======== Supplied passage

# Table of Contents
- [Data Warehouse - Overview & Architecture](#data-warehouse--overview--architecture)
- [Database vs Data Lkae vs Data Warehouse](#database-vs-data-lake-vs-data-warehouse--comparison-table)
- [Cloud Data Warehouse and MPP Architecture](#cloud-data-warehouse--mpp-architecture)


# Data Warehouse — Overview & Architecture

## 📌 Key Characteristics of a Data Warehouse

![Data Warehouse](./images/data_warehouse.png)

- **Subject-Oriented** 🧠  
  Organizes and stores data around key business domains such as Customers, Products, Sales, Finance.  
  → Data is modeled to support **decision-making**, not transactions.

- **Integrated** 🔗  
  Combines data from multiple, heterogeneous sources into a **consistent schema**.

- **Non-Volatile** 📄  
  Data is **read-only** — it cannot be updated or deleted.  
  → Preserves snapshots for historical analysis.

- **Time-Variant** 🕰  
  Stores both **current and historical** data, unlike OLTP systems.  
  → Enables trend analysis over time.

---

## 🧱 Data Warehouse–Centric Architecture (ETL Pattern)

![Data Warehouse ETL Architecture](./images/data_warehouse-centric_architecture.png)

1. **Extract**  
   Pull data from various operational sources — databases, APIs, files, etc.

2. **Transform**  
   Clean, standardize, and model the data in a **staging area**.

3. **Load**  
   Push transformed data into the **Data Warehouse** with a comprehensive schema.

4. **Data Marts** 🏪  
   - Department-specific subsets (e.g. Sales, Marketing, Finance).  
   - Often follow **simplified or denormalized schemas**.  
   - Improve query performance for specific use cases.

5. **Analytics & Reports** 📊  
   BI tools and analysts use the Data Marts & Warehouse for dashboards and decision-making.

---

## 🔄 Change Data Capture (CDC)

![Change Data Capture](./images/data_warehouse-centric_archi_cdc.png)

- Instead of extracting the **entire dataset** every time,  
  **CDC tracks only changes** (inserts, updates, deletes) in the source systems.

- Reduces load on production OLTP databases ✅  
- Keeps the Data Warehouse **incrementally in sync** with source systems.  
- Commonly implemented using ETL pipelines.

---

## ⚡ Evolution of Data Warehouse Implementations

![Data Warehouse Implementation](./images/data_warehouse_implementations.png)

| Era | Architecture | Key Features |
|-----|-------------|--------------|
| **Early DW** 🧱 | Monolithic servers | Limited performance, single big machine |
| **MPP DW** ⚙️ | Massively Parallel Processing | Distributes queries across multiple nodes, scans data in parallel |
| **Modern Cloud DW** ☁️ | Snowflake, BigQuery, Redshift | Separates **compute & storage**, scales elastically, cost-efficient |

### ✨ Modern Cloud Data Warehouses
- **Amazon Redshift**  
- **Google BigQuery**  
- **Snowflake**

✅ **Key Advantage**:  
- Compute and storage are **independent**, allowing cost-effective scaling.  
- Ideal for analytical workloads on very large datasets.

---

## 📝 Recap

- OLTP systems are designed for **transactions**, not heavy analytics.

================
======== Extracted information

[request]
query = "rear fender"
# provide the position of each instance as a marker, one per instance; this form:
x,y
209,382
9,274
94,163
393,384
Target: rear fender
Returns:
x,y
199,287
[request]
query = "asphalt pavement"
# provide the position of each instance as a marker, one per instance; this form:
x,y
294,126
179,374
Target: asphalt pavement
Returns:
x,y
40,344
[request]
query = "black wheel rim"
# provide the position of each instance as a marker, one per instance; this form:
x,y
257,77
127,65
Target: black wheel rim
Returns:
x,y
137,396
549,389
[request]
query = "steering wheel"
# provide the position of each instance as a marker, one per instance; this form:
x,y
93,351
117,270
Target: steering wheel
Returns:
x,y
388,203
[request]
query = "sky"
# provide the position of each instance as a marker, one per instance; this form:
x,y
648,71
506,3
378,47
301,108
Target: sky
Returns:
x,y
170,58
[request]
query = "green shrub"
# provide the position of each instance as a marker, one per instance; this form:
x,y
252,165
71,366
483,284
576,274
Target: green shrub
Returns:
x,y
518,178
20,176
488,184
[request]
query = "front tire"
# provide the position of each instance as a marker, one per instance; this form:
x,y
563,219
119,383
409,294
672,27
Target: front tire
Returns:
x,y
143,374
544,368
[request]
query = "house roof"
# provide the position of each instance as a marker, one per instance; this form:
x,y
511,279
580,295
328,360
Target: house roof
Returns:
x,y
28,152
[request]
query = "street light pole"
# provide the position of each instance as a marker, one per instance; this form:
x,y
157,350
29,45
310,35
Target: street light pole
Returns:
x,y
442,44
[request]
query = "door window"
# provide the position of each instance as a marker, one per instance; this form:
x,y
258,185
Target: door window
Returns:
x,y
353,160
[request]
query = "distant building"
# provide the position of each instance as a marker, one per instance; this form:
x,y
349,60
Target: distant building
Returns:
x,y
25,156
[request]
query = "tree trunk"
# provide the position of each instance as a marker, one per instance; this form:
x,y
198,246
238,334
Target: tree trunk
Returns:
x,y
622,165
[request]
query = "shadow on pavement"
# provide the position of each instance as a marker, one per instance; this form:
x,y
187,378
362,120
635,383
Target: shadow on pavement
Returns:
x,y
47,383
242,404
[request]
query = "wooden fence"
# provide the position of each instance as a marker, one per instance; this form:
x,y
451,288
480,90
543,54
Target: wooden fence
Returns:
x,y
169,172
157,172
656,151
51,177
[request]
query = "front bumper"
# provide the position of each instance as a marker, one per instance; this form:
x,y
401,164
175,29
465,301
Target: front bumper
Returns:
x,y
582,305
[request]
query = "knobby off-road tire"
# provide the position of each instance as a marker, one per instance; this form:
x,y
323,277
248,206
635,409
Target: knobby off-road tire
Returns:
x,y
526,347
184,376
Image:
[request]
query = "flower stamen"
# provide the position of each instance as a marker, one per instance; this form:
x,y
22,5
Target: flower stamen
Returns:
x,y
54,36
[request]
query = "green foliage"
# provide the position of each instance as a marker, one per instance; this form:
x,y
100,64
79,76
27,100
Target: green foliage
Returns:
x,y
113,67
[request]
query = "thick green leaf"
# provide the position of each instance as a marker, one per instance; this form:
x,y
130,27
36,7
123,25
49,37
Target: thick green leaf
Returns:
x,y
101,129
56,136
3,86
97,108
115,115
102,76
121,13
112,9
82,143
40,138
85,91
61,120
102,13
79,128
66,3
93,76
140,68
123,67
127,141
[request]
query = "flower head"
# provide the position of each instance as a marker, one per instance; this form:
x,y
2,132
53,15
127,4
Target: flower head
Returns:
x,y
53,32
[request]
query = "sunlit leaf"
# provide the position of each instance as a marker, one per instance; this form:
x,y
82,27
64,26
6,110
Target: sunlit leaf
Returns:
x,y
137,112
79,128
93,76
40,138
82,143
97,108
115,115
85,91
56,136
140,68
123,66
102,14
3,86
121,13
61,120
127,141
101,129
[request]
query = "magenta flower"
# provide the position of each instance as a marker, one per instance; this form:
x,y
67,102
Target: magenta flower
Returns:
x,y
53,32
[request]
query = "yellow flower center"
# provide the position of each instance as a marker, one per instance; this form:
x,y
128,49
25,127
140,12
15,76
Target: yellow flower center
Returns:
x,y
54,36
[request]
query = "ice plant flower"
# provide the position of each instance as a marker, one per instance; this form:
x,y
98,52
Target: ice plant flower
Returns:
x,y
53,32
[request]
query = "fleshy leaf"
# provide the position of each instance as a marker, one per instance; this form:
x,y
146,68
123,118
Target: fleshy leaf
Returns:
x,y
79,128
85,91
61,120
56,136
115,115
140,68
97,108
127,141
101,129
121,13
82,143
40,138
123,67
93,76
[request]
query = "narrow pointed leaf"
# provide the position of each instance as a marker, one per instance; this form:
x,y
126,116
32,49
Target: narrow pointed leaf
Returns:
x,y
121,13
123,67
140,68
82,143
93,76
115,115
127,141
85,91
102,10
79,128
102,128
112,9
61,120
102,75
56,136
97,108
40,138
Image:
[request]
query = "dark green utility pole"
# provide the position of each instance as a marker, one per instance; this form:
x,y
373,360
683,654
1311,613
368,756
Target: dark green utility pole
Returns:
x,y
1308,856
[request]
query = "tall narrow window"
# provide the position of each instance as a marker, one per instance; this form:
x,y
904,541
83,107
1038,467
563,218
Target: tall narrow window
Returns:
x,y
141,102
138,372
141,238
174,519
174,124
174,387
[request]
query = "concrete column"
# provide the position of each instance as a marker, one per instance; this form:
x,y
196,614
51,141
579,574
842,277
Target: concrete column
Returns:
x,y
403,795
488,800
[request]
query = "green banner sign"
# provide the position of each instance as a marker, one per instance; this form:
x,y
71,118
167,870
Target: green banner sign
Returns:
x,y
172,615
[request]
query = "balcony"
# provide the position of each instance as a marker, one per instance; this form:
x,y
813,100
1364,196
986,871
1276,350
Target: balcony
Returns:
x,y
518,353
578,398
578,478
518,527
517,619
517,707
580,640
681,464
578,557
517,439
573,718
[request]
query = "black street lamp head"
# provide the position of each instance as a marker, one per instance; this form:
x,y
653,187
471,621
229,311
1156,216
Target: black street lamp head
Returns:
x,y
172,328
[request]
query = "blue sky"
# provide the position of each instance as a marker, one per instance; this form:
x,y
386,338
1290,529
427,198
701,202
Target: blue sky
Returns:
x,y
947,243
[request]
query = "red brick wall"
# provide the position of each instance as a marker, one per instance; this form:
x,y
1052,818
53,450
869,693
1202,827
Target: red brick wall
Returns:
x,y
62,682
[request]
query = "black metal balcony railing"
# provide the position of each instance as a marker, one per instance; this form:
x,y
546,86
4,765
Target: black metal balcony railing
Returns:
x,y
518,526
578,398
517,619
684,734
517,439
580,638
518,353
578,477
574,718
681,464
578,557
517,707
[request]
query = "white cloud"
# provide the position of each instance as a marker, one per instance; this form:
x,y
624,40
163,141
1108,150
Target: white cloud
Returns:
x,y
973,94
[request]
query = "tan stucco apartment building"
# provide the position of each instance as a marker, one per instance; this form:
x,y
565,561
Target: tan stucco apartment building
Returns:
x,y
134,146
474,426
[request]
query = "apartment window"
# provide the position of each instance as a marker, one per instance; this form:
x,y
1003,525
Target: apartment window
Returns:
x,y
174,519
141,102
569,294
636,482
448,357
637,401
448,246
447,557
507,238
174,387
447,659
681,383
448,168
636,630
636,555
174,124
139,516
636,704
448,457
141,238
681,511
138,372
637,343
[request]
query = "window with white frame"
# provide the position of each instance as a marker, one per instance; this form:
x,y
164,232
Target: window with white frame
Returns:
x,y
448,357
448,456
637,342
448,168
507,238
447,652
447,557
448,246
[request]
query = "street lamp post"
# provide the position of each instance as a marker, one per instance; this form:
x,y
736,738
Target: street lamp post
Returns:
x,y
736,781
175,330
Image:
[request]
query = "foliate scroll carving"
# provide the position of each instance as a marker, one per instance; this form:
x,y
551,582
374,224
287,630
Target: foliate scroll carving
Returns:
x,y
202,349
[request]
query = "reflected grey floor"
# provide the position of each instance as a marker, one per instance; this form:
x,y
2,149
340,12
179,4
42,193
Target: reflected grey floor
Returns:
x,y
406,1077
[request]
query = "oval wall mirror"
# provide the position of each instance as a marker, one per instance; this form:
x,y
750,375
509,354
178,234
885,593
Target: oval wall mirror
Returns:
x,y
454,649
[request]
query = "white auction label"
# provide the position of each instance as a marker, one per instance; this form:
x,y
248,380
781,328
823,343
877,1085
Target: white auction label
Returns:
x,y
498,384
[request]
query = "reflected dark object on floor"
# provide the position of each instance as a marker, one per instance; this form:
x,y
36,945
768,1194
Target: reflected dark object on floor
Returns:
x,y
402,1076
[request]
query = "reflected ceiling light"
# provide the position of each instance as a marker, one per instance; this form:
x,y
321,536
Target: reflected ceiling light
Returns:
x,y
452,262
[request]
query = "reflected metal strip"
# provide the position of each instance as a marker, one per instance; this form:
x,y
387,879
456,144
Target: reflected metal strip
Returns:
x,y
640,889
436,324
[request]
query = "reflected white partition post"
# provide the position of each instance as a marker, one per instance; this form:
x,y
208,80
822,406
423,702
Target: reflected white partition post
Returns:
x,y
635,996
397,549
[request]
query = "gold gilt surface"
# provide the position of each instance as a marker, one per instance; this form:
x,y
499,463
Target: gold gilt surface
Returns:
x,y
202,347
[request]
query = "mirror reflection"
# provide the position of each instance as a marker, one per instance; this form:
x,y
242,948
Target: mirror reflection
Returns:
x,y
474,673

================

> _What the exercise asks_: In the data warehouse overview, what does Change Data Capture track in the source systems instead of extracting the entire dataset each time? Rely only on the data warehouse overview, not on the items.

> _Task output_: Only the changes: inserts, updates, and deletes.